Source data
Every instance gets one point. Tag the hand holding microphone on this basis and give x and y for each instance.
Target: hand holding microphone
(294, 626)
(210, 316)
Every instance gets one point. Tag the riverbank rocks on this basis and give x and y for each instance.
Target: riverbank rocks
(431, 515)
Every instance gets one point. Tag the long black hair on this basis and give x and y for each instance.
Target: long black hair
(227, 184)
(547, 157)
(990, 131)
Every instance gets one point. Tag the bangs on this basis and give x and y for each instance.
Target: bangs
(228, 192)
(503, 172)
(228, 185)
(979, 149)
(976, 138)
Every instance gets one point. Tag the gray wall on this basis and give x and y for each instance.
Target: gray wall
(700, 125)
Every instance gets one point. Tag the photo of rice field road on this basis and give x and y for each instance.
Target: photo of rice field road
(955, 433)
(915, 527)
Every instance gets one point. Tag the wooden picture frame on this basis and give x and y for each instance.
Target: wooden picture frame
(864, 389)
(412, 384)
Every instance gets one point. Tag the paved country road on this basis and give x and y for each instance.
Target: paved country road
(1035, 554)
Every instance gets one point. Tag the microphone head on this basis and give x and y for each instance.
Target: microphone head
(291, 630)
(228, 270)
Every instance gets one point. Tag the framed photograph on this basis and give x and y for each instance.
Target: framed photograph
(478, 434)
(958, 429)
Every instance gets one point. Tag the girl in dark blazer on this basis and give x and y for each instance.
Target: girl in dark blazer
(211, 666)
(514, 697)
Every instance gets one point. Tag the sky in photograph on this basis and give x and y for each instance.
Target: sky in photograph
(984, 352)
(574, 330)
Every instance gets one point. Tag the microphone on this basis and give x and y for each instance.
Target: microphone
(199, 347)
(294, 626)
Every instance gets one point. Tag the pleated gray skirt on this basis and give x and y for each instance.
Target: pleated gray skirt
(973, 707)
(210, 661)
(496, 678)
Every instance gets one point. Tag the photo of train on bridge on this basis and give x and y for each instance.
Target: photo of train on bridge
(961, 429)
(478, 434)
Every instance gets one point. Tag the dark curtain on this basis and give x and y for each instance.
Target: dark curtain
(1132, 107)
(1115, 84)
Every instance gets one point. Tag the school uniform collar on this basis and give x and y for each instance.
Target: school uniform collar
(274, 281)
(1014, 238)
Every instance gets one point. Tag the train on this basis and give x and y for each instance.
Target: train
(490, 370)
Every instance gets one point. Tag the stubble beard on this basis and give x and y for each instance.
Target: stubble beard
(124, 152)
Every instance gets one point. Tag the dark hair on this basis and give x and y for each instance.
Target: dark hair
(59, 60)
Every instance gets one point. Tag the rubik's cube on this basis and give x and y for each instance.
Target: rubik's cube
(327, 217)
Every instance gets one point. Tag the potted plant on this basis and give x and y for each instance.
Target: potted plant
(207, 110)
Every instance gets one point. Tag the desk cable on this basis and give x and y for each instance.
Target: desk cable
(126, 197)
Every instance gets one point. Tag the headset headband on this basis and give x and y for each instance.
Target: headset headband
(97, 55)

--

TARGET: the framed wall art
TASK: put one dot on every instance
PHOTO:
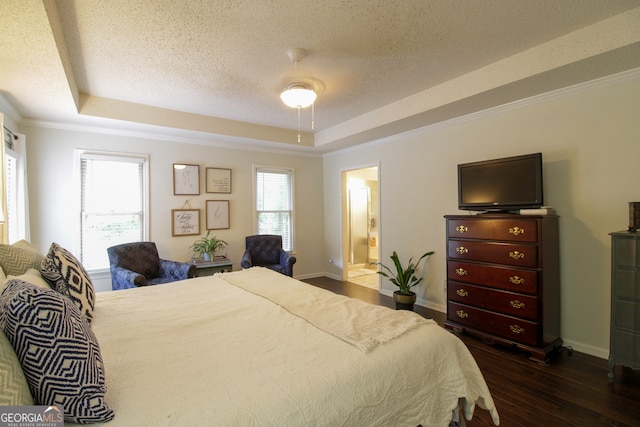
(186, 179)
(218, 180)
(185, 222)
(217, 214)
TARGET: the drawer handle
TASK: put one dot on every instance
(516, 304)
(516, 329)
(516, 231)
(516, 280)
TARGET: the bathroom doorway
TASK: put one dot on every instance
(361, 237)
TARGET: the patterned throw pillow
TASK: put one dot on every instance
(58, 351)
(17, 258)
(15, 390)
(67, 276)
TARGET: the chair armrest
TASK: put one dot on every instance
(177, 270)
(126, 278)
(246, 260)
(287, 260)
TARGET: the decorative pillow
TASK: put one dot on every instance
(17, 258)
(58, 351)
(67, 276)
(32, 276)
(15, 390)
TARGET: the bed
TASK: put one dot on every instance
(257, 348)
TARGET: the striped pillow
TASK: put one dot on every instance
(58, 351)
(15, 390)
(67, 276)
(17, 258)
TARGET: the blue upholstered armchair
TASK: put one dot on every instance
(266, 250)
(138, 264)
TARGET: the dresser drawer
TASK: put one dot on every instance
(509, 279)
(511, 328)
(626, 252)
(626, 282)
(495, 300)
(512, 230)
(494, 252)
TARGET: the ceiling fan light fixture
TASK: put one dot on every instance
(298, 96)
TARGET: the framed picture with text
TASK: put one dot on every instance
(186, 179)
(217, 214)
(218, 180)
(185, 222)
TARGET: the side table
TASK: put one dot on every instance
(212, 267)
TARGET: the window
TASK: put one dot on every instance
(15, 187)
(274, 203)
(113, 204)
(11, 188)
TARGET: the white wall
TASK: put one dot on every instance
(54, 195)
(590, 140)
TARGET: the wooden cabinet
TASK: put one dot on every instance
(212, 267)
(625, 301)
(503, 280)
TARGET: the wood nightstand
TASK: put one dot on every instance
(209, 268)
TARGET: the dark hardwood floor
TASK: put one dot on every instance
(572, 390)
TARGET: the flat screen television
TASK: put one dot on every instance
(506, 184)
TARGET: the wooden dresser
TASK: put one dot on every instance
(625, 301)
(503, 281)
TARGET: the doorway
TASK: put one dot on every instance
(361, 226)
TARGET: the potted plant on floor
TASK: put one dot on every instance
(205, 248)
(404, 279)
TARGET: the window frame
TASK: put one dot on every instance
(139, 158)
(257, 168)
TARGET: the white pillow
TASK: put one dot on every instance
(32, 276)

* * *

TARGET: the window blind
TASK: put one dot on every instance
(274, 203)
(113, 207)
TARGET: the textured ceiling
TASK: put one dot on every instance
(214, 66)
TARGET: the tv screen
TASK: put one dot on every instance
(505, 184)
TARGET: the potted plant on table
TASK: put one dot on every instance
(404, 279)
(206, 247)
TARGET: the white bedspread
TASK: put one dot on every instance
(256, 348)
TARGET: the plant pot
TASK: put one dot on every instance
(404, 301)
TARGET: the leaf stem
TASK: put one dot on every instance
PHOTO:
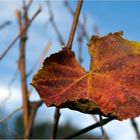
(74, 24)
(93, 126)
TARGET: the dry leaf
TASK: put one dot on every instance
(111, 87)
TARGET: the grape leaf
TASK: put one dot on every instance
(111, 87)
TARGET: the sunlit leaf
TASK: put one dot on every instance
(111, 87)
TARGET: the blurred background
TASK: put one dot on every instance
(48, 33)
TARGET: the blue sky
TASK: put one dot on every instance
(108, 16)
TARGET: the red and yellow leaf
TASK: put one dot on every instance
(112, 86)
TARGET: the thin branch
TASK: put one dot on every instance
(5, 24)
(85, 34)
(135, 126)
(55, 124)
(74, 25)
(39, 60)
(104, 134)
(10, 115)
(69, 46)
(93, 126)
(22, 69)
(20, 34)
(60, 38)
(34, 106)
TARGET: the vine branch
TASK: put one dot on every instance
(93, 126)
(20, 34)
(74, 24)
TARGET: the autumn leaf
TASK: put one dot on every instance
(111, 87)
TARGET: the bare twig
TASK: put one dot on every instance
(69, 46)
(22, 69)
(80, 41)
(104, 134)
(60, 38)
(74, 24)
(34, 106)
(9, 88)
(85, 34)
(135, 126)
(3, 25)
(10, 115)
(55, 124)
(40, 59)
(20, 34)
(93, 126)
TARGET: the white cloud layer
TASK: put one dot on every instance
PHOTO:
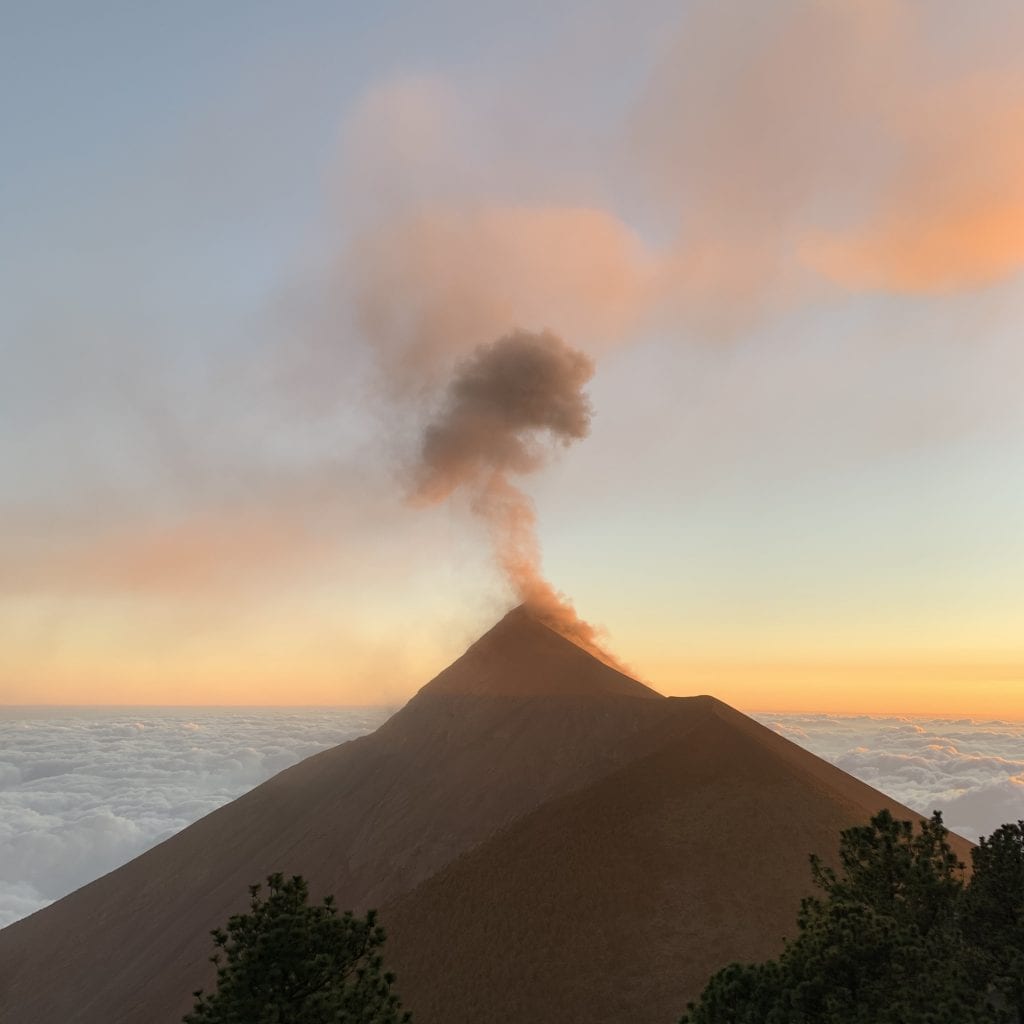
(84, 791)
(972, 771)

▶ _Objective_: Filter the source data above down to every line that holds the word "wall" and copy those lines.

▶ _Answer for the task_:
Every instance gets one point. Tag the gray wall on this basis and give x and y for each instance.
Target: gray wall
TARGET: the framed wall art
TARGET: the white wall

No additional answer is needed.